*** TEXT EXCERPT ***

Monday, May 20, 2013
Practice Topics
Launching A Successful Community Prevention Program
By Allison MacMunn, MA, and Liz Spittler
 

While there was much anticipation within the food and nutrition community for the release of the Dietary Guidelines for Americans, the Advisory Committee Report released in June 2010 prior to the Guidelines also broke new ground. For the first time in the 30 years that the Dietary Guidelines have been published, the report was entirely evidence-based, with rigorous application of a new systematic review process developed as part of the U.S. Department of Agriculture’s Nutrition Evidence Library.

In addition, the recommendations put prevention at the top of the list of priorities for many stakeholders. And as the focus on prevention initiatives increases, particularly on local and community levels, so will the competition for funding opportunities to develop and implement prevention initiatives. “Evidence and evaluation allow us to promote the value of prevention in terms of lives saved, diseases prevented and dollars and cents saved in health care costs,” says registered dietitian Elvira Souza, MPH, MS, RD, public policy chair of the Public Health and Community Nutrition dietetic practice group. “Providing the evidence that programs are effective puts us in a better position to compete for resources.”

*** End of TEXT EXCERPT ***

● **WHAT TO WORK ON**
1. Transcribe the passage of the community prevention program article starting with "While there was" and going on through "Nutrition Evidence Library.".
2. Rewrite the paragraph of the community prevention program article that begins "In addition, the recommendations put prevention" as a short bulleted list that keeps its main facts.
3. Resume the community prevention program article after its final sentence.

*** ENTRIES SHOWN ***

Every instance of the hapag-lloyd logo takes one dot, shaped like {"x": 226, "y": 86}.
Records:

*** End of ENTRIES SHOWN ***
*** ENTRIES SHOWN ***

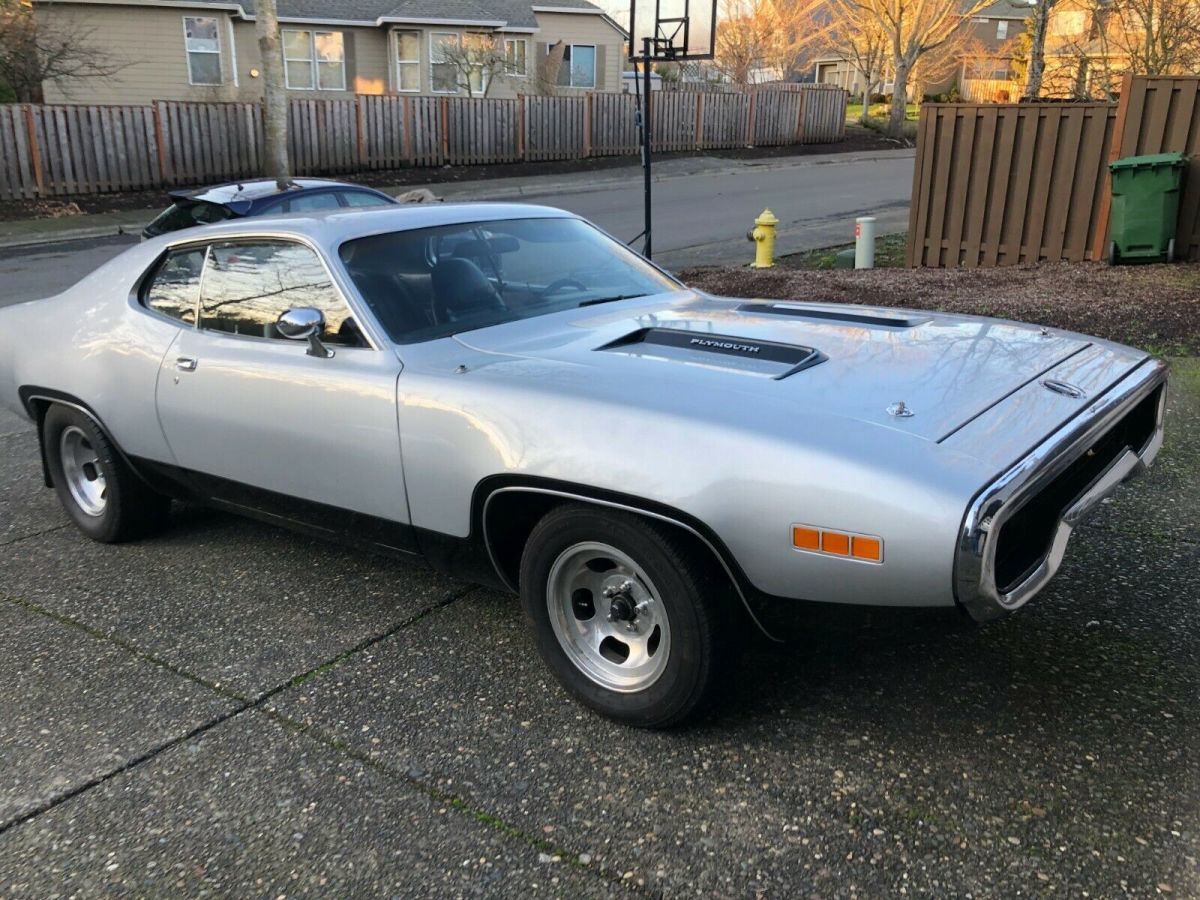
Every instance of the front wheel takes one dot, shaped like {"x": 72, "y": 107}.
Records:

*** End of ENTRIES SHOWN ***
*** ENTRIES SHOWN ***

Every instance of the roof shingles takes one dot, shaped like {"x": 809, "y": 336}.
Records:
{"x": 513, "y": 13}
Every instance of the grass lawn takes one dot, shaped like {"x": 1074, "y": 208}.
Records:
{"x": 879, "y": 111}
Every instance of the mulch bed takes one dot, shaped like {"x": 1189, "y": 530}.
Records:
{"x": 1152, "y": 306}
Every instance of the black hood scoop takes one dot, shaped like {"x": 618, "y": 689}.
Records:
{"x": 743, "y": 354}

*** End of ENTRIES SHOWN ***

● **ANSWERS FOR THE EXERCISE**
1.
While there was much anticipation within the food and nutrition community for the release of the Dietary Guidelines for Americans, the Advisory Committee Report released in June 2010 prior to the Guidelines also broke new ground. For the first time in the 30 years that the Dietary Guidelines have been published, the report was entirely evidence-based, with rigorous application of a new systematic review process developed as part of the U.S. Department of Agriculture’s Nutrition Evidence Library.

2.
- The recommendations placed prevention at the top of many stakeholders' priorities.
- As the focus on prevention initiatives grows, especially at local and community levels, competition for funding to develop and implement them will also increase.
- Registered dietitian Elvira Souza, MPH, MS, RD, public policy chair of the Public Health and Community Nutrition dietetic practice group, says that evidence and evaluation let advocates show the value of prevention in lives saved, diseases prevented and health care costs saved.
- She adds that showing programs are effective puts them in a better position to compete for resources.

3.
However, when funders, legislators or even other researchers want irrefutable proof that an otherwise inevitable future event was evaded, some of the challenges of proving prevention emerge. “One touchy aspect of this endeavor is that one never knows what would have happened without preventive protocols,” says medical researcher Tom Wnorowski, PhD, CNCC. “Without trials of some sort, convincing a hard scientist can be difficult. If you drive to work and do not have an accident, what did you do to prevent it? If you go the same route, follow the same routine and keep everything else constant, how do you explain the fender bender from the man who rear-ended you?”

“Sometimes professionals, in addition to lay people who are tuned into the scientific method, run the risk of always thinking in terms of treatment and control,” says registered dietitian Suzanne Pelican, MS, RD, a recently retired food and nutrition specialist from the University of Wyoming Cooperative Extension Service. “It is the way many of us were trained to evaluate data, and that is just not the way it works in large-scale community-based interventions, where you have people who are free living surrounded by lots of variables that cannot be controlled.”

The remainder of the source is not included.